◆ **What the task requires**: Pick out every line in the items below that contains the word "cloud", and copy each of those lines.

──────

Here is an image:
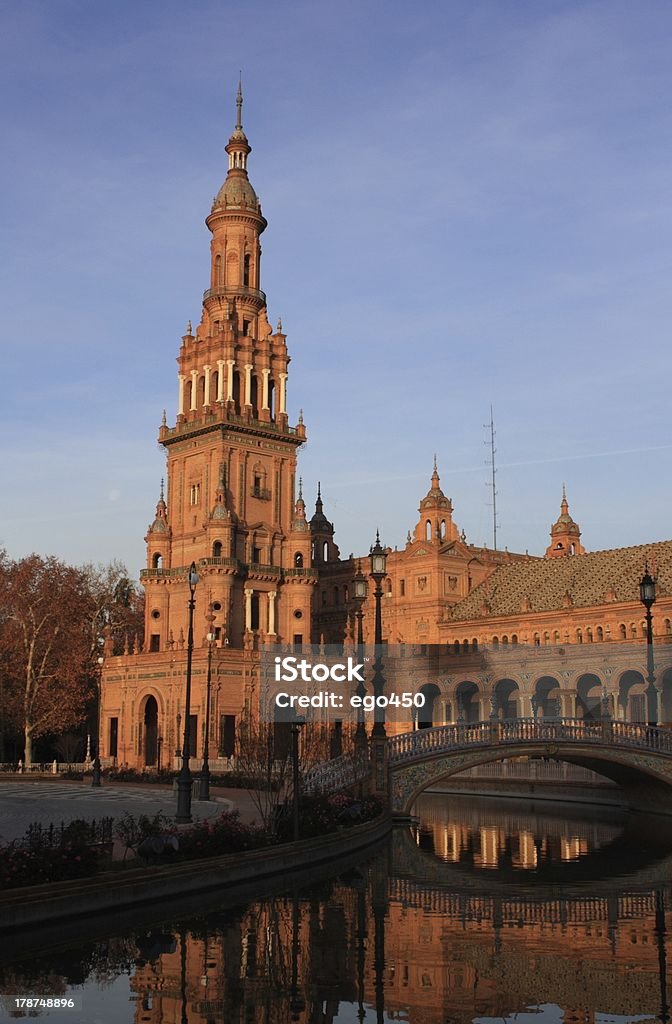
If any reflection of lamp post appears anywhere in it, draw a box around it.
[370,530,387,736]
[201,611,216,800]
[175,562,199,824]
[354,562,367,756]
[289,889,305,1021]
[91,654,104,788]
[292,718,305,843]
[639,565,659,725]
[656,889,670,1024]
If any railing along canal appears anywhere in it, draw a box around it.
[387,718,672,765]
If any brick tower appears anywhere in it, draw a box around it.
[101,85,318,767]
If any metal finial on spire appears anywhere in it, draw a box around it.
[236,72,243,129]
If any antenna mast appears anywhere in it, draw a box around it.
[484,406,497,551]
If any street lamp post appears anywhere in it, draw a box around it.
[292,717,305,843]
[91,654,104,790]
[354,562,368,757]
[639,565,660,725]
[370,530,387,736]
[175,562,199,824]
[201,611,216,800]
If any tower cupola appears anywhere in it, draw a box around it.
[546,484,586,558]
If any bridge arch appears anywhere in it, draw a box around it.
[388,719,672,817]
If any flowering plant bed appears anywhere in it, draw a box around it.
[0,794,382,892]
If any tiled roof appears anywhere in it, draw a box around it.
[451,541,672,622]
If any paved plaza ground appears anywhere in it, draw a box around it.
[0,777,258,843]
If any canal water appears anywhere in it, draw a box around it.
[0,794,672,1024]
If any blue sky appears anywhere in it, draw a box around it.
[0,0,672,573]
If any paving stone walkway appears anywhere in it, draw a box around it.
[0,778,228,843]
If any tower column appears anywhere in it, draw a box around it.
[278,374,289,415]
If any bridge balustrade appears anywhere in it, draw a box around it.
[388,718,672,764]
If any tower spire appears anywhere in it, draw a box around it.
[236,72,243,131]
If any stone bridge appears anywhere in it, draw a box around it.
[386,718,672,818]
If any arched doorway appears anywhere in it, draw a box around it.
[532,676,561,718]
[493,679,518,719]
[455,682,480,723]
[661,669,672,727]
[618,669,647,722]
[577,672,602,722]
[142,696,159,766]
[417,683,440,729]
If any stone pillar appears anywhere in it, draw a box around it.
[245,362,252,406]
[177,374,186,416]
[261,367,270,409]
[278,374,288,416]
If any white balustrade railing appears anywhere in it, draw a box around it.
[301,754,369,794]
[388,718,672,764]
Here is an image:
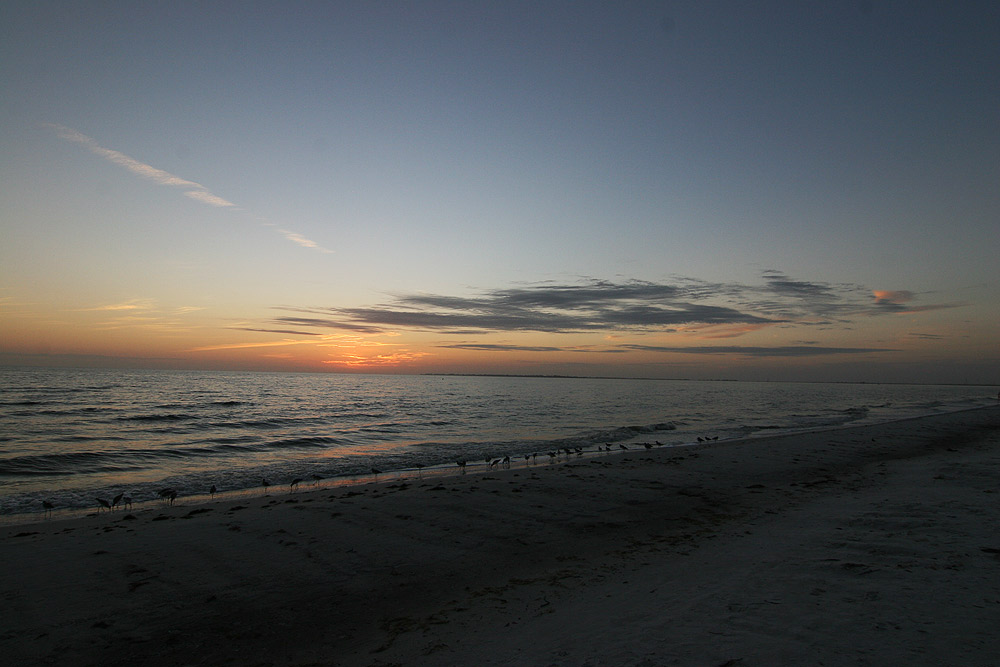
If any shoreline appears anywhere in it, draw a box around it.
[0,407,1000,666]
[0,406,1000,529]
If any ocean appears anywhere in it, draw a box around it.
[0,368,996,521]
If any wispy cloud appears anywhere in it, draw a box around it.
[43,123,333,253]
[622,345,898,357]
[252,271,962,356]
[77,299,156,312]
[188,340,322,352]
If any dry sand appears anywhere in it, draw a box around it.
[0,408,1000,667]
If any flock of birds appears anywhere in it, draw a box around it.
[42,435,719,518]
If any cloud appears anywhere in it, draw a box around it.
[188,340,313,352]
[278,227,333,254]
[250,271,961,344]
[622,345,899,357]
[45,123,236,207]
[43,123,333,253]
[438,343,570,352]
[872,290,915,305]
[228,327,323,336]
[77,299,156,312]
[290,280,781,334]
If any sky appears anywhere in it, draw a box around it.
[0,0,1000,384]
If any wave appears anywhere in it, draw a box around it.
[115,413,197,422]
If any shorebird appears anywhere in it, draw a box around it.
[156,488,177,505]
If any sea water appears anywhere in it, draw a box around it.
[0,368,996,519]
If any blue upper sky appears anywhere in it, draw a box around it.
[0,0,1000,382]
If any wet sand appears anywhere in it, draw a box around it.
[0,408,1000,667]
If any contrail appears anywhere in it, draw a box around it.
[42,123,333,253]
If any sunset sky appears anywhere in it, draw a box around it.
[0,0,1000,383]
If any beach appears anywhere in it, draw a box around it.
[0,407,1000,667]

──────

◆ **Answer to this problem**:
If any wispy cloud appears anywhere in it, draw a box around it.
If any cloud appears anywhere in it, draw a box around it.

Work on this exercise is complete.